Extrait source>
Ampleur des incertitudes sur le changement de température moyenne de la surface terrestre

Ce que nous apprennent les scénarios énergétiques

Dossier : Réchauffement climatiqueMagazine N°709 Novembre 2015
Par Jacques TREINER

Le cli­mat dépend de la quan­ti­té totale de GES accu­mu­lée dans l’atmosphère. La concen­tra­tion en CO2 est pas­sée de 280 ppm avant l’ère indus­trielle à 400 ppm aujourd’hui1.

Un effet cumulatif

Les pro­jec­tions cli­ma­tiques pour la décen­nie 2020–2029 sont les mêmes pour les scé­na­rios « ver­tueux » et busi­ness as usual. Le scé­na­rio « ver­tueux » sup­pose que l’on sta­bi­lise nos émis­sions au niveau d’aujourd’hui, 9 GtC par an, avant de les réduire.

“ Le climat de la prochaine décennie est déjà joué, quoi que nous fassions ”

L’autre pro­longe la ten­dance actuelle, qui est une aug­men­ta­tion de nos émis­sions de 2,5 % par an.

Dans le pre­mier cas, nous émet­trons 90 GtC en dix ans, 103 dans le second. Compte tenu du fait que la moi­tié seule­ment de ce que nous émet­tons s’accumule dans l’atmosphère, la concen­tra­tion aug­mente de 23 ppm dans le pre­mier cas, de 26 ppm dans le second. La dif­fé­rence est minime. Le cli­mat de la pro­chaine décen­nie est déjà joué, quoi que nous fassions.

Ce n’est évi­dem­ment pas le cas si l’on s’interroge sur le cli­mat à la fin du siècle, sui­vant que l’on par­vienne à stop­per nos émis­sions ou qu’elles conti­nuent d’augmenter.

REPÈRES

Depuis la réunion de Copenhague de 2009, la référence internationalement reconnue en termes de réchauffement climatique est de ne pas dépasser 2 °C par rapport à l’ère préindustrielle.
Mais, d’une part, aucune contrainte d’émissions n’a été attachée à ce chiffre ; d’autre part, il n’a pas de valeur scientifique particulière (ce n’est pas une « recommandation » du GIEC, qui, du reste, n’a pas pour rôle d’émettre des recommandations) ; enfin, il sera sans aucun doute rapidement dépassé.

Le poids du mix énergétique

Les cli­ma­to­logues ont donc besoin, pour faire tour­ner leurs modèles, de connaître la concen­tra­tion de l’atmosphère en GES à long terme. Cette der­nière découle de la tra­jec­toire d’émissions, qui elle-même dépend très lar­ge­ment de l’évolution des sys­tèmes éner­gé­tiques, et en par­ti­cu­lier du conte­nu en GES des sources d’énergie primaire.

Les déci­deurs, pour leur part, et plus géné­ra­le­ment tous ceux qui sont inté­res­sés par le déve­lop­pe­ment humain, social et éco­no­mique, ont besoin de tra­cer des tra­jec­toires de tran­si­tion éner­gé­tique, qui pro­posent dif­fé­rentes façons de décar­bo­ner nos modes de pro­duc­tion, c’est-à-dire de sub­sti­tuer des sources d’énergie peu ou non émet­trices de GES aux sources fossiles.

Consigne A>
Relevez toutes les valeurs exprimées en ppm dans l'extrait source ci-dessus.

(Extraits d'un jeu de données d'annotation par points)
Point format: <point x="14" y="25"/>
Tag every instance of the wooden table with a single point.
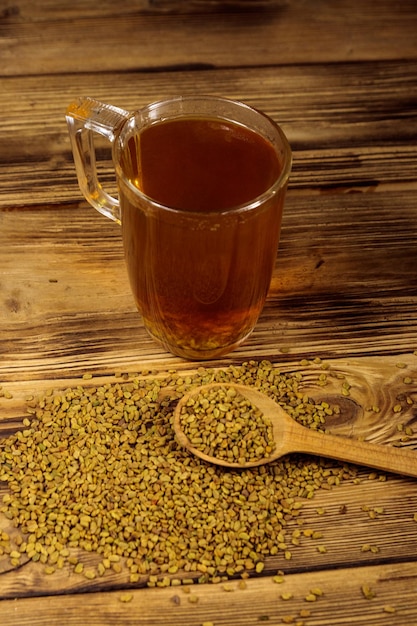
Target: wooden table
<point x="341" y="78"/>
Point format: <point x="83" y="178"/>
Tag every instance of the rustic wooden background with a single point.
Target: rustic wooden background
<point x="340" y="77"/>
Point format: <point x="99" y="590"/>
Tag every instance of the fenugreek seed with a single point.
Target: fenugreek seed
<point x="278" y="579"/>
<point x="193" y="598"/>
<point x="126" y="597"/>
<point x="94" y="440"/>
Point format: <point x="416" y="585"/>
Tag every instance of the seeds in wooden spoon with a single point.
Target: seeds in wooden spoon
<point x="222" y="423"/>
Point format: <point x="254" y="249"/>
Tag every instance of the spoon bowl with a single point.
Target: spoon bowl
<point x="291" y="437"/>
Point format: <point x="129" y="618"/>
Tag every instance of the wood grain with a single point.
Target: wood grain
<point x="349" y="125"/>
<point x="67" y="305"/>
<point x="342" y="603"/>
<point x="375" y="403"/>
<point x="341" y="80"/>
<point x="98" y="37"/>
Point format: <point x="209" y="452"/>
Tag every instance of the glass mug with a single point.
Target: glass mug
<point x="201" y="187"/>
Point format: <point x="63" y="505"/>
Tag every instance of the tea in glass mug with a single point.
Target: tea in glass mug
<point x="201" y="188"/>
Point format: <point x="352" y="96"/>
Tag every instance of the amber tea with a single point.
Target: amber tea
<point x="194" y="287"/>
<point x="201" y="186"/>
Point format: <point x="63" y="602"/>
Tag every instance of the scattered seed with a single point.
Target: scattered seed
<point x="126" y="597"/>
<point x="95" y="463"/>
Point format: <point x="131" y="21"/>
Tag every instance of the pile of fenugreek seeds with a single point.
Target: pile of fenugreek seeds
<point x="222" y="423"/>
<point x="98" y="469"/>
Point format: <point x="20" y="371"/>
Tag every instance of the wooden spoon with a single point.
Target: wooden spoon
<point x="290" y="436"/>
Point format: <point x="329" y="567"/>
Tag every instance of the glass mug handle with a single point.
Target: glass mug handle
<point x="85" y="117"/>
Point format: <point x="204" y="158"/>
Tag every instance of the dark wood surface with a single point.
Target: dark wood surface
<point x="341" y="80"/>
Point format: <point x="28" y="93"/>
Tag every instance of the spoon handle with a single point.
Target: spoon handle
<point x="383" y="457"/>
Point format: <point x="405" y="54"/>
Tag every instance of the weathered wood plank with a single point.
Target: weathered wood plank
<point x="349" y="125"/>
<point x="261" y="600"/>
<point x="361" y="522"/>
<point x="35" y="39"/>
<point x="67" y="305"/>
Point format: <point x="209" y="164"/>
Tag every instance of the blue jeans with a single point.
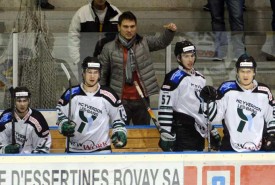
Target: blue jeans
<point x="235" y="10"/>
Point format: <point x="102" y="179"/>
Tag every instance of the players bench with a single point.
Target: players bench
<point x="140" y="139"/>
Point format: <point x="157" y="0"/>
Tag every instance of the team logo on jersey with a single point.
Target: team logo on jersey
<point x="252" y="112"/>
<point x="248" y="146"/>
<point x="5" y="118"/>
<point x="86" y="121"/>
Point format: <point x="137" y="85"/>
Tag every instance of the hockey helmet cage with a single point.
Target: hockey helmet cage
<point x="246" y="61"/>
<point x="183" y="47"/>
<point x="91" y="62"/>
<point x="21" y="92"/>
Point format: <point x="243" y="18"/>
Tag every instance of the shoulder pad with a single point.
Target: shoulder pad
<point x="65" y="98"/>
<point x="173" y="79"/>
<point x="110" y="95"/>
<point x="227" y="86"/>
<point x="199" y="74"/>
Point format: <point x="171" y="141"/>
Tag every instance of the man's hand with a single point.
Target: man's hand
<point x="170" y="26"/>
<point x="269" y="143"/>
<point x="167" y="140"/>
<point x="12" y="149"/>
<point x="67" y="128"/>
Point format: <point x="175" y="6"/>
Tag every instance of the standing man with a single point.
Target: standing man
<point x="269" y="46"/>
<point x="235" y="10"/>
<point x="97" y="16"/>
<point x="44" y="4"/>
<point x="31" y="130"/>
<point x="246" y="108"/>
<point x="180" y="110"/>
<point x="127" y="59"/>
<point x="92" y="108"/>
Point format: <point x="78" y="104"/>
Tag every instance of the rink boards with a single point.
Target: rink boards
<point x="139" y="169"/>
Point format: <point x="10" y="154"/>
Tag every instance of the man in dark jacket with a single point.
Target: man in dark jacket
<point x="98" y="16"/>
<point x="127" y="59"/>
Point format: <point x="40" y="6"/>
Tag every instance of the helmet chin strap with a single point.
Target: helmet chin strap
<point x="87" y="85"/>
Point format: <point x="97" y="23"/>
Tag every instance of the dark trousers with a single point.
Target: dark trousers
<point x="187" y="137"/>
<point x="136" y="112"/>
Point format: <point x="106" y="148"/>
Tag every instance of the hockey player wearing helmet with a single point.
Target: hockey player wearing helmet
<point x="31" y="130"/>
<point x="92" y="107"/>
<point x="245" y="108"/>
<point x="180" y="112"/>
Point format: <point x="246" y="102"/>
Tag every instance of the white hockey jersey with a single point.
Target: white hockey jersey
<point x="92" y="113"/>
<point x="180" y="92"/>
<point x="31" y="132"/>
<point x="245" y="113"/>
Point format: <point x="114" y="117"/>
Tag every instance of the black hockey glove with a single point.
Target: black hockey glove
<point x="212" y="110"/>
<point x="208" y="94"/>
<point x="215" y="139"/>
<point x="269" y="143"/>
<point x="119" y="137"/>
<point x="12" y="149"/>
<point x="167" y="140"/>
<point x="67" y="128"/>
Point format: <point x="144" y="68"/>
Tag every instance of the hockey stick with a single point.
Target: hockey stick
<point x="151" y="113"/>
<point x="208" y="128"/>
<point x="13" y="141"/>
<point x="69" y="112"/>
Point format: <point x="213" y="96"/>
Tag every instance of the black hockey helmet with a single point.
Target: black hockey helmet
<point x="21" y="92"/>
<point x="246" y="61"/>
<point x="183" y="47"/>
<point x="91" y="62"/>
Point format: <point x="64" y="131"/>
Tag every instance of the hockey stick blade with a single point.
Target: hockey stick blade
<point x="150" y="111"/>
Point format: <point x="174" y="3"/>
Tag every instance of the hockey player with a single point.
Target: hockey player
<point x="180" y="109"/>
<point x="31" y="130"/>
<point x="92" y="107"/>
<point x="246" y="108"/>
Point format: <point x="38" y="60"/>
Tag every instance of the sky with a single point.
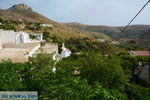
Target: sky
<point x="90" y="12"/>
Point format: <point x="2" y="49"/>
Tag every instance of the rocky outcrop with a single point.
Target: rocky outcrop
<point x="20" y="7"/>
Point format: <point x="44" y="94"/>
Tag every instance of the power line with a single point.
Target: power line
<point x="135" y="16"/>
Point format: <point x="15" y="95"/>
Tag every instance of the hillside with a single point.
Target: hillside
<point x="141" y="33"/>
<point x="23" y="13"/>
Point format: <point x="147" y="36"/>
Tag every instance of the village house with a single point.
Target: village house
<point x="46" y="25"/>
<point x="22" y="37"/>
<point x="65" y="52"/>
<point x="139" y="53"/>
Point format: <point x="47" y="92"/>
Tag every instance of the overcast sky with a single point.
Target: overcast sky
<point x="91" y="12"/>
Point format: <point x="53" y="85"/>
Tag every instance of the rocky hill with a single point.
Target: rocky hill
<point x="141" y="33"/>
<point x="23" y="13"/>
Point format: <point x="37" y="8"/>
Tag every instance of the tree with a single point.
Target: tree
<point x="46" y="36"/>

Consigne B>
Recopiez chaque ligne des entrées qui contient le mot « bench », en tenant compte de la casse.

Résultat A>
280 ppm
400 ppm
23 ppm
26 ppm

Résultat B>
Tag every instance of the players bench with a single point.
Target: players bench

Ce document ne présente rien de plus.